-- Your task --
Transcribe the records that follow exactly. Skip the pictures.

Data items
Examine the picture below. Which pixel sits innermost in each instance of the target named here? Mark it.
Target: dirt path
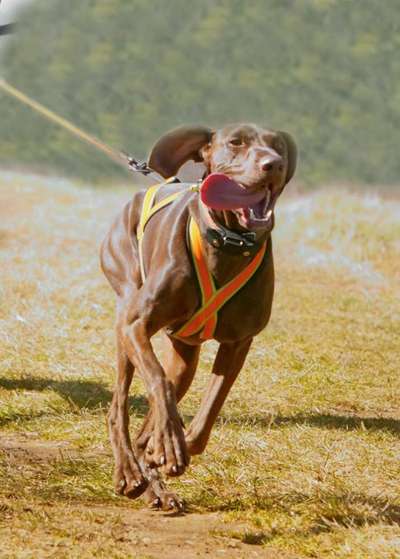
(146, 533)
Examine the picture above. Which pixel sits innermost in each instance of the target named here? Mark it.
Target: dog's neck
(223, 265)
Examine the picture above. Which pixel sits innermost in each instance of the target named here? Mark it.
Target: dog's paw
(128, 478)
(167, 448)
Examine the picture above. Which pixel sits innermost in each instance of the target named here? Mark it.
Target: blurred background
(325, 70)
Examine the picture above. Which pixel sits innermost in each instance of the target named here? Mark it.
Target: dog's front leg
(228, 363)
(169, 446)
(128, 477)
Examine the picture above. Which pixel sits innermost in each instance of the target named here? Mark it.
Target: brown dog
(257, 159)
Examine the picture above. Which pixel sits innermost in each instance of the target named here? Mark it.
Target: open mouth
(259, 215)
(254, 210)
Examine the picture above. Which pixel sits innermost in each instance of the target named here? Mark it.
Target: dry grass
(306, 455)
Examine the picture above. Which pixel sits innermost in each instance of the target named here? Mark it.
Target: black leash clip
(231, 241)
(137, 166)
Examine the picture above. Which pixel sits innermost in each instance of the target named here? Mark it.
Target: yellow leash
(118, 157)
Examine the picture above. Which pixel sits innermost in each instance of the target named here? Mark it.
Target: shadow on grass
(321, 420)
(84, 394)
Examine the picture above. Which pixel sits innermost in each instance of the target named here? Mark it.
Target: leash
(119, 157)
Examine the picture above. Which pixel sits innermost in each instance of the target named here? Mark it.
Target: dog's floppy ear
(292, 154)
(176, 147)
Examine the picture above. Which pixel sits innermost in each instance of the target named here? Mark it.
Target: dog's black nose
(271, 163)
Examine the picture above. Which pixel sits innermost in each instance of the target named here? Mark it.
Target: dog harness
(204, 321)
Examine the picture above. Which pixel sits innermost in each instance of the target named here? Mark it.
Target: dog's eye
(236, 142)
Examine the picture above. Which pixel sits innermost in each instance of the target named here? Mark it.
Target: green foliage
(325, 70)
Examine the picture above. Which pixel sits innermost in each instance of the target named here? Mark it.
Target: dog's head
(257, 159)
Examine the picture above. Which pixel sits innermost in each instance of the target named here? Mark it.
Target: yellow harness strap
(212, 299)
(148, 210)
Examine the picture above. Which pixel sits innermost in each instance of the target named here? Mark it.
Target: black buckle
(231, 241)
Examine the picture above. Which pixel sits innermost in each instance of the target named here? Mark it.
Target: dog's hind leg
(179, 362)
(128, 477)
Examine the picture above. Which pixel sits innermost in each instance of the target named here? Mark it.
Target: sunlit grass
(306, 452)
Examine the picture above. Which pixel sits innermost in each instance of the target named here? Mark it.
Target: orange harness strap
(212, 299)
(205, 319)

-- Solution to this problem --
Examine the picture below. Which pixel sits innermost in each instance of the target named here? Mark it.
Target: dirt path
(146, 533)
Examine the picture above. Which pixel sits innermost in each instance of the target named here? Mark it.
Target: dog's neck
(223, 265)
Examine the picture above. Which pixel sits innermost in each instance of the target named here? Mark it.
Target: dog's paw
(128, 478)
(167, 448)
Examine the picture above. Which pixel sits innermost in each instance of the target named here? Mark it.
Target: blurred background
(325, 70)
Examine the picture above. Which pixel sits innermost in each instance of the target named here? Mark it.
Target: dog's front leg
(228, 363)
(169, 446)
(128, 477)
Examine the picture above. Which pixel sits innermost in each instance of the target named here? Mark it.
Target: brown dog
(257, 159)
Examine the picture above. Which pixel sits innermost in each instance of the target named here? Mark it.
Target: open mouth
(259, 215)
(254, 210)
Examine the picture above. Which pixel sits innermost in each instance of the target named here? Mark it.
Target: dry grass
(306, 455)
Examine the picture above. Which pixel sits innermost in each instance of the target named here? Mark it.
Target: black leash clip
(231, 241)
(137, 166)
Examine the picture above. Which pixel sits innermost in each instance of the target named here? Mark it.
Target: yellow leash
(118, 157)
Examine the picture above. Which pixel sits innermost in each instance of the target named here? Mark it.
Target: shadow on grass
(321, 420)
(84, 394)
Examine the picture above. Which pixel sits innermost in each instance of the target named here? Mark it.
Target: leash
(119, 157)
Examine the picture above. Which pixel sits innermost in each instance of the target named here? Mark it.
Target: dog's floppy ear
(292, 154)
(176, 147)
Examine the picture above. Which pixel sits innermost in each instance of the target named here? Mark it.
Target: dog's black nose
(271, 163)
Examine the picture above. Which pixel sits innermost in each instance of the target named here? Mark it.
Target: dog harness
(204, 321)
Examine the picture above. Which pixel sits innermost in each instance of the target named here? Mark it.
Target: dog's eye
(236, 142)
Examine the picture above. Which pixel sits innermost in each instance of the target named here? Mark it.
Target: green foliage
(325, 70)
Examine the picture above. Which pixel sits innermost in each instance of the target named here? Mark it.
Target: dog's head
(257, 159)
Examine the picture above. Which pixel sits innermost in each instance of the target named here? Mark it.
Target: yellow harness strap
(212, 299)
(148, 210)
Examine the picture above. Which pixel sits innermost in each instance of the target named here? Mark it.
Target: black buckle
(231, 241)
Examine the picture above. Which pixel sits innermost in each instance of the target named here? Mark it.
Target: dog's hind leg
(179, 362)
(128, 477)
Examine the picture above. Which pixel sits innermost in each instance of the target named here? Mark it.
Target: sunlit grass
(306, 452)
Examine the picture above. Which pixel sits innermost in each instance of the target named here? Mark it.
Target: orange harness strap
(212, 299)
(205, 319)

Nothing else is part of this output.